幾つかのパートに分かれてるのだけど、身体についてのパートは特に面白い。「わたしを泣かせる、小発見」では、他者としての言葉と体という川上未映子文学の重要なポイントが、幼少時におけるスーパーでのロボコン体験として語られている。
また、毎日九時間寝るというのは、ぼくも睡眠時間が多いので親近感を抱く。
「熱意にふれる」でファンとの触れ合いについて素直に喜び肯定的に捉える一方で、「会いたいも、ただの言葉かしら」でワークショップの参加者たちに、一様に参加理由として「会いたかったから」と言われてしまって、「わからなくなる」感覚というのもよくわかる。こういうことを率直に書く姿勢は、逆にファンとして信頼できる。
太宰治については、好きというのではなく、ほとんどそれが自然というくらいに親しんでいるよう。「単語の気持ちが、わかる人」とも、映画『パンドラの匣』出演のときのエッセイで言っているけれど、川上の太宰理解は独特のものがありそうだ。 -
うん!いいね!なエッセイ集。なんだかほっこりする。

*提供データ*
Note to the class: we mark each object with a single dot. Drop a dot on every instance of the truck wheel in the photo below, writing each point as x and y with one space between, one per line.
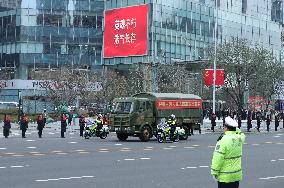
185 137
121 136
145 134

*課題*
1. 次の(a)〜(c)がエッセイ集の紹介文の内容と一致するかを「はい」か「いいえ」で判定し、根拠となる紹介文の語句を正確に引用してください。
(a) 筆者は自分も睡眠時間が多いため、毎日九時間寝るという話に親近感を抱いている。
(b) 「わたしを泣かせる、小発見」では、ロボコン体験が高校時代のものとして語られている。
(c) ワークショップの参加者たちは、参加理由としてそれぞれ異なる理由を挙げた。
2. エッセイ集の紹介文の続きを、最後の文の後から書き継いでください。

*課題の解答*
1.
(a) はい ―「ぼくも睡眠時間が多いので親近感を抱く」
(b) いいえ ―「幼少時におけるスーパーでのロボコン体験」
(c) いいえ ―「一様に参加理由として「会いたかったから」と言われてしまって」

2.
他の作品はついていけないところもあるけどコレは読みやすい。 -
料理がゴミに変わる境目を考えた延長で
社会などの「入れ物」に応じてある境目を越えて
その姿勢や考え方の本質が変化するのなら、
いつでも信用できる主体性などないのではないかと考える「境目が気になって」
受け手も作り手もそのときの状況によって最高の作品が異なる
「これはムード、しかしながら邂逅」
作家は死んでも物語は残り続ける「作家は物語のためにいる」
通過点でしかないホテルに物哀しさを感じる「ホテルの内部」
会うことには文章では伝わらない何かがある「会いたいも、ただの言葉かしら」
自分の人生を左右する出来事は予想外のところからやってくる
「ぐうぜん、うたがう、読書のススメ」
装画:東ちなつ コサージュ作成:sayoco
装丁:大久保明子
「からだのひみつ」「ことばのふしぎ」「ありがとうございました」
「きせつもめぐる」「たび、けものたち」「ほんよみあれこれ」
「まいにちいきてる」「ときがみえます」の8章からなるエッセイ集。
日常的なことを疑問に思い哲学的思考に飛んで行ってしまう文章からは
感性の鋭さが感じられます。
デパートの屋上にあるロボコンの遊具で遊んだことで
自分の精神が身体から出ることが不可能であることを思い知ったり、
旅行先の写真を見ながらパラレルな世界について考えたり。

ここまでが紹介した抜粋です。